> ЧТО СДЕЛАТЬ
Перенесите весь материал в список JSON из строк, где каждая строка материала становится отдельной строкой списка. Пустые строки пропустите.

(Фрагменты набора данных об указании на объекты)
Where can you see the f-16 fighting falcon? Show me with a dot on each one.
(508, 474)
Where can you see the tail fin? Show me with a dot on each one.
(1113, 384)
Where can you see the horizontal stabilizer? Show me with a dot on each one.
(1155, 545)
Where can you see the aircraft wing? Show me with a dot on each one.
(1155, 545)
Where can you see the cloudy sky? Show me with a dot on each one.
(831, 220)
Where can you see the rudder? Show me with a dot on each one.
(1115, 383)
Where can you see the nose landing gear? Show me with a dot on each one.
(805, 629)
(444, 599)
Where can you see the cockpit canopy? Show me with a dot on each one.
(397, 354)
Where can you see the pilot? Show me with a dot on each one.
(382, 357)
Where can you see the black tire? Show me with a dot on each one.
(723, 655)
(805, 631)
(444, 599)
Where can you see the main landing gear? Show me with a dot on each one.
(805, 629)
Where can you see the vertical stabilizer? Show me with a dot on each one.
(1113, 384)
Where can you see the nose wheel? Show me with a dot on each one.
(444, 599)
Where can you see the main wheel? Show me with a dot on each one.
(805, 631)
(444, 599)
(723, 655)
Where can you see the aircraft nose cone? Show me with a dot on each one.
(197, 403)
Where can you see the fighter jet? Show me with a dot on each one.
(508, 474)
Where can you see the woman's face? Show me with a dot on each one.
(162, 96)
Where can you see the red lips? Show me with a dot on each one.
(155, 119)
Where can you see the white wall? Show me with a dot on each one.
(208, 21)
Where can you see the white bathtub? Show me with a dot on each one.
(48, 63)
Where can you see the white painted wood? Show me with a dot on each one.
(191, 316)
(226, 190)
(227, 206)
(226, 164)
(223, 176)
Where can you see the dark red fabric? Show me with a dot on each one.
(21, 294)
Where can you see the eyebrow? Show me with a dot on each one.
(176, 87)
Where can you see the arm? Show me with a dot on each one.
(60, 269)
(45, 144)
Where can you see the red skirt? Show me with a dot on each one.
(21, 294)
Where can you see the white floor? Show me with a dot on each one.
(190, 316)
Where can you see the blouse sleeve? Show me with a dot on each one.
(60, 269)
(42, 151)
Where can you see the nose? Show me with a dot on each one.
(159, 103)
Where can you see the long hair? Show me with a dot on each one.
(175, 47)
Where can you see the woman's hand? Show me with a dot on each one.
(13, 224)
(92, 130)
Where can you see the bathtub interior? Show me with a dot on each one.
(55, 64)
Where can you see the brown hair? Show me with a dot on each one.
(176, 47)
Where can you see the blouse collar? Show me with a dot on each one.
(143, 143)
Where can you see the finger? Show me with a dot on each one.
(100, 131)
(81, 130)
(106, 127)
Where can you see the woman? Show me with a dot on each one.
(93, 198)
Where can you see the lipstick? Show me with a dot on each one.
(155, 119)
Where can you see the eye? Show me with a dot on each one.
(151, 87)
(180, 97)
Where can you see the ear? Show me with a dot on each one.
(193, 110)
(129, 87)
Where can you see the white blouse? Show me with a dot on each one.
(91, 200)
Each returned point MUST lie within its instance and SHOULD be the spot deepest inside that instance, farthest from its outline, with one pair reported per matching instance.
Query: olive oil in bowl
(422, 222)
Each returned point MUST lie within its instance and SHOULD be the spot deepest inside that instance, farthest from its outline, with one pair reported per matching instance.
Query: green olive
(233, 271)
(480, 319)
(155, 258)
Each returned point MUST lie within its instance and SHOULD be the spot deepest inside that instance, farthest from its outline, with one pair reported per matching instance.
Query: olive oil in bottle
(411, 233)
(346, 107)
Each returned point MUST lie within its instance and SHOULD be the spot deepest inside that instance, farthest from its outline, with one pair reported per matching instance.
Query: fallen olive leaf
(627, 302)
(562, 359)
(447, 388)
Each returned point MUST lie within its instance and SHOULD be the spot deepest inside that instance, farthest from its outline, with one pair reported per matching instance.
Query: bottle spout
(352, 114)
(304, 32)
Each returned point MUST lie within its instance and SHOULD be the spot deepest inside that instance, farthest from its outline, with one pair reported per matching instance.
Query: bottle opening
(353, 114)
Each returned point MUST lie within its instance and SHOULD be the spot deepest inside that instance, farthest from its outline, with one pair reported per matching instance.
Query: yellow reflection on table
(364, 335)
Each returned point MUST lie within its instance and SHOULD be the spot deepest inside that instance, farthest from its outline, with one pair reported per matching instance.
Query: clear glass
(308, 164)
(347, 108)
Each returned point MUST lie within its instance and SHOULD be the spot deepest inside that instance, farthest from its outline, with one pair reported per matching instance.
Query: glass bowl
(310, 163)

> ВЫПОЛНЕННОЕ ЗАДАНИЕ
[
  "Where can you see the f-16 fighting falcon? Show me with a dot on each one.",
  "(508, 474)",
  "Where can you see the tail fin? Show me with a dot on each one.",
  "(1113, 384)",
  "Where can you see the horizontal stabilizer? Show me with a dot on each one.",
  "(1155, 545)",
  "Where can you see the aircraft wing? Show me with a dot on each one.",
  "(1155, 545)",
  "Where can you see the cloudy sky? Show me with a dot on each one.",
  "(831, 220)",
  "Where can you see the rudder? Show me with a dot on each one.",
  "(1115, 383)",
  "Where can you see the nose landing gear? Show me with a dot on each one.",
  "(805, 629)",
  "(444, 599)",
  "Where can you see the cockpit canopy? Show me with a dot on each one.",
  "(397, 354)",
  "Where can you see the pilot? Show me with a dot on each one.",
  "(382, 357)",
  "Where can you see the black tire? Show me with a dot on each one.",
  "(723, 655)",
  "(805, 631)",
  "(444, 599)",
  "Where can you see the main landing gear? Show me with a dot on each one.",
  "(805, 629)",
  "Where can you see the vertical stabilizer? Show me with a dot on each one.",
  "(1113, 384)",
  "Where can you see the nose wheel? Show me with a dot on each one.",
  "(444, 599)",
  "Where can you see the main wheel? Show me with a dot on each one.",
  "(805, 631)",
  "(444, 599)",
  "(723, 655)",
  "Where can you see the aircraft nose cone? Show me with a dot on each one.",
  "(197, 403)",
  "Where can you see the fighter jet? Show me with a dot on each one.",
  "(508, 474)",
  "Where can you see the woman's face? Show me with a dot on each one.",
  "(162, 96)",
  "Where can you see the red lips? Show me with a dot on each one.",
  "(155, 119)",
  "Where can you see the white wall? Show me with a dot on each one.",
  "(208, 21)",
  "Where can you see the white bathtub? Show me with a dot on each one.",
  "(48, 63)",
  "Where can you see the white painted wood? Show me with a dot on each one.",
  "(191, 316)",
  "(226, 190)",
  "(227, 206)",
  "(226, 164)",
  "(223, 176)",
  "Where can you see the dark red fabric? Show me with a dot on each one.",
  "(21, 294)",
  "Where can you see the eyebrow? Show me with a dot on each one.",
  "(176, 87)",
  "Where can you see the arm? Show me with a dot on each one.",
  "(60, 269)",
  "(45, 144)",
  "Where can you see the red skirt? Show me with a dot on each one.",
  "(21, 294)",
  "Where can you see the white floor? Show me with a dot on each one.",
  "(190, 316)",
  "Where can you see the blouse sleeve? Show me with a dot on each one.",
  "(60, 269)",
  "(42, 151)",
  "Where can you see the nose? Show me with a dot on each one.",
  "(159, 103)",
  "Where can you see the long hair? Show me with a dot on each one.",
  "(175, 47)",
  "Where can you see the woman's hand? Show me with a dot on each one.",
  "(13, 224)",
  "(92, 130)",
  "Where can you see the bathtub interior? Show me with a dot on each one.",
  "(55, 64)",
  "Where can you see the brown hair? Show me with a dot on each one.",
  "(176, 47)",
  "Where can you see the blouse collar? Show me with a dot on each one.",
  "(143, 143)",
  "Where can you see the finger? Show me with a dot on each one.",
  "(100, 131)",
  "(81, 130)",
  "(106, 127)",
  "Where can you see the woman? Show me with a dot on each one.",
  "(93, 198)",
  "Where can you see the lipstick? Show me with a dot on each one.",
  "(155, 119)",
  "Where can you see the eye? Show me with a dot on each one.",
  "(151, 87)",
  "(180, 97)",
  "Where can you see the ear? Show me with a dot on each one.",
  "(193, 110)",
  "(129, 87)",
  "Where can you see the white blouse? Show me with a dot on each one.",
  "(91, 200)",
  "Each returned point MUST lie within its instance and SHOULD be the spot deepest inside that instance, farthest from its outline, with one pair reported per matching instance.",
  "Query: olive oil in bowl",
  "(422, 222)",
  "Each returned point MUST lie within its instance and SHOULD be the spot deepest inside that instance, farthest from its outline, with one pair reported per matching instance.",
  "Query: green olive",
  "(233, 271)",
  "(480, 319)",
  "(155, 258)",
  "Each returned point MUST lie within its instance and SHOULD be the spot deepest inside that instance, farthest from its outline, with one pair reported per matching instance.",
  "Query: olive oil in bottle",
  "(411, 233)",
  "(346, 107)",
  "Each returned point MUST lie within its instance and SHOULD be the spot deepest inside that instance, farthest from its outline, with one pair reported per matching instance.",
  "Query: fallen olive leaf",
  "(627, 302)",
  "(562, 359)",
  "(447, 388)",
  "Each returned point MUST lie within its instance and SHOULD be the spot deepest inside that instance, farthest from its outline, with one pair reported per matching instance.",
  "Query: bottle spout",
  "(352, 114)",
  "(304, 32)",
  "Each returned point MUST lie within its instance and SHOULD be the spot deepest inside that instance, farthest from its outline, with one pair reported per matching instance.",
  "Query: bottle opening",
  "(353, 114)",
  "Each returned point MUST lie within its instance and SHOULD be the spot deepest inside that instance, farthest from its outline, with one pair reported per matching instance.",
  "Query: yellow reflection on table",
  "(364, 335)",
  "Each returned point MUST lie within its instance and SHOULD be the spot deepest inside that instance, farthest from its outline, with one pair reported per matching instance.",
  "Query: clear glass",
  "(308, 164)",
  "(347, 108)",
  "Each returned point MUST lie within its instance and SHOULD be the spot deepest inside that instance, farthest from its outline, with one pair reported per matching instance.",
  "Query: glass bowl",
  "(310, 163)"
]